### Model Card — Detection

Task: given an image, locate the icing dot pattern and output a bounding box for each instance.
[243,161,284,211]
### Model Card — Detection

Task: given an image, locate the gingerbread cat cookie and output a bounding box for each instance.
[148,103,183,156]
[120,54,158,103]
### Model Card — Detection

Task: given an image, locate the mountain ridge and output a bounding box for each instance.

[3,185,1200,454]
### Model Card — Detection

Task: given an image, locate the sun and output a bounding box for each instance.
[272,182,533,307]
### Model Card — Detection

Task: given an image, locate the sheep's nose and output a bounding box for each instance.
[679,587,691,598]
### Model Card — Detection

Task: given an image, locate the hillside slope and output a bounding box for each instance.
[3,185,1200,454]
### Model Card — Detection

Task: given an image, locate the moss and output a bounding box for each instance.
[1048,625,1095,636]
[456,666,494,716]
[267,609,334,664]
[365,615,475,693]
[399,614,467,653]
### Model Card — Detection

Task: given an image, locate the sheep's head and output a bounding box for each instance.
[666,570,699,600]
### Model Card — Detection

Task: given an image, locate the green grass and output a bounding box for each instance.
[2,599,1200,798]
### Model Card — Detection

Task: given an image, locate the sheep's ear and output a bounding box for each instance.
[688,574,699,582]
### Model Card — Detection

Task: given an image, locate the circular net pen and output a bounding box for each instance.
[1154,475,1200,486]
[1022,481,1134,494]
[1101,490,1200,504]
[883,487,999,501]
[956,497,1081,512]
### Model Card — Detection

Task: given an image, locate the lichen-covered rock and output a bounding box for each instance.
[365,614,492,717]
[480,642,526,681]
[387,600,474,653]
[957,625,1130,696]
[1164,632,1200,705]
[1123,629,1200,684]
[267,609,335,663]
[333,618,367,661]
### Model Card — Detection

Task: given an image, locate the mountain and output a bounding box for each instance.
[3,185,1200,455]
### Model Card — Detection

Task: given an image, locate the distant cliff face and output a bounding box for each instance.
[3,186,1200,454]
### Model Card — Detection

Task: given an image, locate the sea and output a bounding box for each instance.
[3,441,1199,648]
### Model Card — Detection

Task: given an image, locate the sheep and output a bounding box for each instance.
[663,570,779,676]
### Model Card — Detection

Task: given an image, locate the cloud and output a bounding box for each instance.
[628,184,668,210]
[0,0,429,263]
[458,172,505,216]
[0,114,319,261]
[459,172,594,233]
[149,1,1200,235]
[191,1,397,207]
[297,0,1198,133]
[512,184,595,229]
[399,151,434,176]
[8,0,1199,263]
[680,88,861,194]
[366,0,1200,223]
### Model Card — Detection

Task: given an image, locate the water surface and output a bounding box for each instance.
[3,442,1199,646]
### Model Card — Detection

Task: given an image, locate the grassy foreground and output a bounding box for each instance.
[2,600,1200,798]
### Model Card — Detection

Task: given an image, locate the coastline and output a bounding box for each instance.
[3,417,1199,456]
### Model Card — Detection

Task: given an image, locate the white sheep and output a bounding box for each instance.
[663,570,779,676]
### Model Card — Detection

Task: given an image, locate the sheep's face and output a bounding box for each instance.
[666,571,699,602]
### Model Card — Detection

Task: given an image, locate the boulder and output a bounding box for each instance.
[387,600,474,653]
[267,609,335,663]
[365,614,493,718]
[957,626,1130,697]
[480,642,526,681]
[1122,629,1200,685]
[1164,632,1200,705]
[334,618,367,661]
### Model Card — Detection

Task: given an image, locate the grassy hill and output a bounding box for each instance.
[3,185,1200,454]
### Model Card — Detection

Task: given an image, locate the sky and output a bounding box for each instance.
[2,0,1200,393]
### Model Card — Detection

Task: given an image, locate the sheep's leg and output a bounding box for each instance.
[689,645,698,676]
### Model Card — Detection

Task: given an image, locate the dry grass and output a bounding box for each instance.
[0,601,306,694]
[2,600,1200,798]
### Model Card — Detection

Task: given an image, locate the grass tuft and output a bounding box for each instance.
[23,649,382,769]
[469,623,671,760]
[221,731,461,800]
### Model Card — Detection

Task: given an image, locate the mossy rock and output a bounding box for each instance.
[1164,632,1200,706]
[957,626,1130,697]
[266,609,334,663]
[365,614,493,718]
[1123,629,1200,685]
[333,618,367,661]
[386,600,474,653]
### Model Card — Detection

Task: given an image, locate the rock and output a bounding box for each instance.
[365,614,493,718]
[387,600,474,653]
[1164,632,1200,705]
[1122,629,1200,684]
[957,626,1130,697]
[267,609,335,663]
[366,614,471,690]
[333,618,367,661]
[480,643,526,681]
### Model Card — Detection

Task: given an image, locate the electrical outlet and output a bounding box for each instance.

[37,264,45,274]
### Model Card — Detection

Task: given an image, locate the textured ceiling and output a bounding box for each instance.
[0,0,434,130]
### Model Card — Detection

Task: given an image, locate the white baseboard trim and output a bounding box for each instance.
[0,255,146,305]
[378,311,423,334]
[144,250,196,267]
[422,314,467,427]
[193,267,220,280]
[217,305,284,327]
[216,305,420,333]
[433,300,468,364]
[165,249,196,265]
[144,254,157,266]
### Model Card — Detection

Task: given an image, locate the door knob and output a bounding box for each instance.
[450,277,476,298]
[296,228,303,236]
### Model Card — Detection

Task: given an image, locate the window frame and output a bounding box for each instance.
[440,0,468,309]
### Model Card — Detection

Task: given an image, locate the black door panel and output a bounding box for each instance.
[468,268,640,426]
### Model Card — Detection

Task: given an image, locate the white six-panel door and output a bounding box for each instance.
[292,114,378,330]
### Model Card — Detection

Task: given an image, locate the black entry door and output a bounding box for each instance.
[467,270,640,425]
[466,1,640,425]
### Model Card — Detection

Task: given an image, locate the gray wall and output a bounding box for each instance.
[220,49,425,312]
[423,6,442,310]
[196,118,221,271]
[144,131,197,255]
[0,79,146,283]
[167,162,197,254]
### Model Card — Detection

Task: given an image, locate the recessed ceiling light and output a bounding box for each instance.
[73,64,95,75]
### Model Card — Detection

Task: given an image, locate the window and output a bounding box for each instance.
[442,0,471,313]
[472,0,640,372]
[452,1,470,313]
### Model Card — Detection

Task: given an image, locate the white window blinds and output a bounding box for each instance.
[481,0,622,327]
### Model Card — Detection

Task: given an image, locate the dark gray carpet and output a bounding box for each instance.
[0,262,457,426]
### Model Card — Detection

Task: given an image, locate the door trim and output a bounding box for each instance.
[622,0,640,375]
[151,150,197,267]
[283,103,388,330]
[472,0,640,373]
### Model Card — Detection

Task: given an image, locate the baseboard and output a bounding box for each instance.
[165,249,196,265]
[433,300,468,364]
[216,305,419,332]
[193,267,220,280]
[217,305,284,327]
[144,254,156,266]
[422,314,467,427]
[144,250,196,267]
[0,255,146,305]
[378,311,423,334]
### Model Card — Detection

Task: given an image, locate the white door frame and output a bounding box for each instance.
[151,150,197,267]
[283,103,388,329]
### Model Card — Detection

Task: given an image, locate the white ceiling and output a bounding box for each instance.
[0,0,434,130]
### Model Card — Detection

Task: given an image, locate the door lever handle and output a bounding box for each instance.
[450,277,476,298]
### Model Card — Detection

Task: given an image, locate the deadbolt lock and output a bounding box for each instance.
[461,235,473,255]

--------------------

* Task objective: Copy out the whole listing, word for word.

* Result of this exercise:
### Model Card — Detection

Task: given an image, locate the icing dot pattern and output a bounding box for each instance.
[243,161,284,211]
### Model Card — Detection

Task: given an image, locate the gingerbread cat cookie and output a bounding box for each instance.
[148,103,183,156]
[120,54,158,103]
### Model Card — Detection

Task: given an image, locate the mountain ridge and output a bounding box for each instance.

[3,185,1200,454]
### Model Card — Detection

Task: given an image, locate the sun and output a bounding box for each instance.
[272,182,533,307]
### Model Card — Detection

Task: given an image, locate the sheep's nose and output a bounding box for each instance.
[679,587,691,598]
### Model Card — Detection

Task: given an image, locate the hillside slope and output a bounding box for each instance.
[3,185,1200,454]
### Model Card — Detection

Task: given an image, locate the moss and output a bounding box for each instance.
[1048,625,1095,636]
[456,666,494,716]
[267,609,334,664]
[365,615,475,693]
[399,614,467,653]
### Model Card — Detection

Task: given an image, locate the sheep's head and output a bounding box for each instance.
[666,570,699,600]
### Model Card — Detection

Task: given an image, locate the green grass and output a bounding box for each instance.
[2,599,1200,798]
### Model Card — Detection

Task: given an image, locate the sheep's ear and output a bounding box for each instance.
[688,574,699,582]
### Model Card — Detection

Task: given an image, locate the circular net pen and output a bounding box for each instance.
[1154,475,1200,486]
[1022,481,1134,494]
[1101,490,1200,504]
[883,487,999,501]
[956,497,1081,512]
### Model Card — Detection

Task: given an image, locate the lichen-covered rock and output a bounding box for each instance.
[365,614,492,717]
[480,642,526,681]
[387,600,474,653]
[957,625,1130,696]
[1164,632,1200,705]
[1123,629,1200,684]
[267,609,335,663]
[333,618,367,661]
### Model Card — Detection

Task: given an image, locate the mountain and output a bounding box for each instance.
[3,185,1200,455]
### Model Card — Detection

Task: given an image, locate the distant cliff face and output a bounding box for each instance.
[3,186,1200,454]
### Model Card — Detection

Task: given an image, locate the sea and output a bounding box for each instance.
[3,441,1199,648]
### Model Card — Detection

Task: given an image, locate the sheep and output a bounding box for each instance.
[663,570,779,676]
### Model Card — Detection

Task: given an image, locate the cloud and output a bounding box for each instance.
[628,184,668,210]
[0,0,429,263]
[458,172,505,216]
[0,114,319,261]
[459,172,594,233]
[149,1,1200,235]
[191,1,397,207]
[297,0,1198,133]
[512,184,595,229]
[399,151,434,176]
[8,0,1199,263]
[680,88,861,194]
[366,0,1200,223]
### Model Card — Detection

Task: given an image, locate the water surface and output a bounding box for each instance.
[3,442,1199,646]
### Model Card — Detection

Task: given an image, locate the grassy foreground and output a bounding box for each instance.
[2,600,1200,798]
### Model Card — Detection

Task: given an image, locate the coastline and output a bounding box for each instance.
[3,417,1199,456]
### Model Card — Detection

Task: given an image, locate the white sheep and output a bounding box for each instance.
[663,570,779,676]
### Model Card — Detection

Task: given an image, locate the sheep's face and output a bounding box for each instance.
[666,571,699,602]
### Model Card — Detection

Task: given an image, locate the boulder and output a bounding box for each instance.
[387,600,474,653]
[267,609,335,663]
[365,614,493,718]
[957,626,1130,697]
[480,642,526,681]
[1122,629,1200,685]
[1164,632,1200,705]
[334,618,367,661]
### Model Card — Detection

Task: given an image, locate the grassy hill and output a bounding box for each instance.
[3,185,1200,454]
### Model Card — Detection

Task: given an image, locate the sky and output a bounding box for each instance.
[2,0,1200,393]
### Model Card — Detection

Task: given an image, locate the sheep's leg and output a bounding box for each instance.
[689,645,698,676]
### Model Card — Detection

Task: given an image, locate the dry grass and output a bounding box for each instance.
[0,601,306,694]
[2,600,1200,798]
### Model Card — Detection

Task: given an image, locate the grass tuft and output a bounding box for each instance.
[23,649,382,769]
[469,623,671,760]
[221,731,461,800]
### Model Card — Detection

Task: given an image, locate the mossy rock and output a bounding box for each instance.
[1164,632,1200,706]
[957,626,1130,697]
[266,609,334,663]
[365,614,493,718]
[1123,629,1200,685]
[333,618,367,661]
[386,600,474,653]
### Model Card — Detection

Task: given an image, locate the rock and output a bounding box for each instance.
[365,614,493,718]
[387,600,474,653]
[1164,632,1200,705]
[1122,629,1200,684]
[957,626,1130,697]
[267,609,335,663]
[366,614,471,690]
[333,618,367,661]
[480,643,526,681]
### Model Card — Detection

Task: given an image, locate the electrical outlet and output a bounding box for each instance.

[37,264,45,274]
### Model Card — Detection

Task: given an image, locate the textured ceiling and output a bounding box for each instance.
[0,0,434,130]
### Model Card — Detection

Task: given an image, locate the white baseboard trim and output a bounding box for each instance.
[0,255,146,305]
[378,311,423,334]
[144,250,196,267]
[422,314,467,427]
[193,267,220,280]
[217,305,284,327]
[216,305,420,333]
[433,300,468,364]
[165,249,196,265]
[144,254,157,266]
### Model Card — Detection

Task: given an image, locate the door knob and output a bounding box for each instance.
[450,277,476,298]
[296,228,303,236]
### Model Card — Detection

Task: given an image, locate the window frame and output a bounding box for each instance.
[440,0,468,309]
### Model Card — Detection

Task: given an image, locate the black door panel and output a bounding box for each instance.
[468,268,640,426]
### Model Card — Detection

Task: given an image, locate the white six-panel door and output a bounding box for each instance.
[292,114,378,330]
### Model Card — Detection

Task: given an image, locate the black entry door and output a bounding box for each instance.
[467,270,640,425]
[466,1,640,425]
### Model Card — Detection

Task: given an image, locate the gray wall and output a bounding box for each instance.
[220,49,425,312]
[423,6,442,310]
[196,118,221,271]
[144,131,197,255]
[0,79,146,283]
[167,162,197,254]
### Model Card — Detection

Task: given an image, locate the recessed ceiling light and output a bounding box for each instance.
[73,64,95,75]
### Model Card — Detection

Task: given an image, locate the window and output a bounding box for each instance.
[442,0,471,313]
[472,0,640,372]
[452,1,470,313]
### Model Card — Detection

Task: given an image, locate the white window blinds and output a bounding box for each instance.
[481,0,622,327]
### Model Card — Detection

Task: given an image, locate the dark gray carpet and output a bounding box for each instance.
[0,262,457,426]
### Model Card — Detection

Task: given an image, locate the door trim and output a bounding box for each instance.
[622,0,640,375]
[151,150,197,267]
[283,103,388,330]
[472,0,640,373]
### Model Card — Detection

Task: given an image, locate the baseboard and output a bounding box for each instance.
[165,249,196,265]
[433,300,468,364]
[216,305,419,332]
[193,267,220,280]
[217,305,284,327]
[144,254,156,266]
[422,314,467,427]
[144,250,196,267]
[0,255,146,305]
[378,311,423,334]
### Model Card — Detection

Task: given an image, locate the white door frame and output a bounding box for each instance.
[151,150,197,267]
[283,103,388,329]
### Model Card — Detection

Task: given an image, locate the white ceiling and output a bounding box for each instance.
[0,0,434,130]
### Model Card — Detection

Task: given an image, locate the door lever handle and output a bounding box for each instance.
[450,277,476,298]
### Model Card — Detection

Task: given an image, locate the deadbolt lock and output a bounding box for each instance.
[461,235,473,255]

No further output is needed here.